Seventy-five percent of Cristo Rey's graduates are now in college. "We have 162 graduates; 122 of them are in college and four are in the active U.S. military. Of the 36 not in college currently, half of them have completed at least one semester of college. Overall, the postsecondary progress of our graduates is about five times the national average with these demographics," Manatt said.
He said the school employs a full-time person to support its graduates, offering logistical and emotional support. "We visit all of our graduates who go to college on their college campuses before Thanksgiving in their freshman year," he said. Manatt makes some of those visits himself.
"That jump from high school to college, especially if you go away, is much larger than many of us can imagine," he said. It's a large emotional burden if a student from an immigrant family has always acted as the interpreter for his or her mother and then goes away to college. Besides offering emotional support, the school also offers families assistance through the college and financial-aid application process.
"Both in the college counseling process and in the graduate support," Manatt said, "I can boldly and legitimately say that no school in the Twin Cities takes as much an interest in its graduates as Cristo Rey. We can tell you where every one of those 162 graduates are, what they're doing, how they're doing and what's the next move they're contemplating, because we 'hound' them and they come back to our school frequently."
Cristo Rey students concentrate on core subjects. Manatt said the school doesn't offer electives and Advanced Placement classes. The students come to the school on average at least one grade level behind, especially in reading and math. "We need to have them on their core subjects: math, science, English, social studies and world language," he said. In the freshman year, the students get a double dose of math and English, because the state requires only three years of social studies.
The students' average ACT score is rising, but it's not yet to 20, while 22 is considered college ready. He said despite the lower ACT scores, the vast majority of the students are doing "quite well" in college. "This is where the corporate work/study comes into play," he said.
Cristo Rey students don't participate in the state's Postsecondary Educational Options (PSEO) program. PSEO allows high school sophomores, juniors and seniors to take classes at any postsecondary institution in Minnesota. Manatt said the school has lost a few students because it doesn't participate in PSEO. "Our principal is more than ambivalent regarding PSEO," he said. "We have maybe six kids in each senior class who could legitimately take part in something like that."
Cristo Rey's 320 students fill 80 full-time equivalent work/study positions, since four students share a single job. Of those jobs, Manatt said, 72 positions are paid and the other eight are in nonprofit placements. The students receive no pay individually; all the wages go directly to the school. Students are employees of the school and the companies contract with the school to fill full-time, entry-level jobs. "The job is not charity and it's not a corporate contribution," Manatt said. "If the students weren't doing the work they're doing, United Health Group, for example, would have to hire someone else." All students, from freshmen through seniors, work at a job.
Each company pays $29,000 for the work that four students are collectively doing, so they're each earning $7,250 towards their education. He said $2,088,000 out of the school's $4.4 million budget comes from wages for the work/study jobs. In addition to each student's wages of $7,250, each family contributes an average of $850 to the school each year. The cost of educating a student is $13,500 a year, so the wages plus the family contributions cover about 55 percent of that cost.

+===+

[Written tasks]:
A) According to the Cristo Rey excerpt, how much does each company pay for the work that four students do together?
B) Write out everything in the Cristo Rey excerpt from "Cristo Rey students concentrate" down to "of social studies.".
The lines that come next aren't needed for this work.

[Supplied data]:
+===+

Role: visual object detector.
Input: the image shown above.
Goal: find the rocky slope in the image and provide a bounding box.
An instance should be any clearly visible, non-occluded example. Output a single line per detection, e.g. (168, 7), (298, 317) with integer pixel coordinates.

+===+

[Solutions by task]:
A) $29,000

B)
Cristo Rey students concentrate on core subjects. Manatt said the school doesn't offer electives and Advanced Placement classes. The students come to the school on average at least one grade level behind, especially in reading and math. "We need to have them on their core subjects: math, science, English, social studies and world language," he said. In the freshman year, the students get a double dose of math and English, because the state requires only three years of social studies.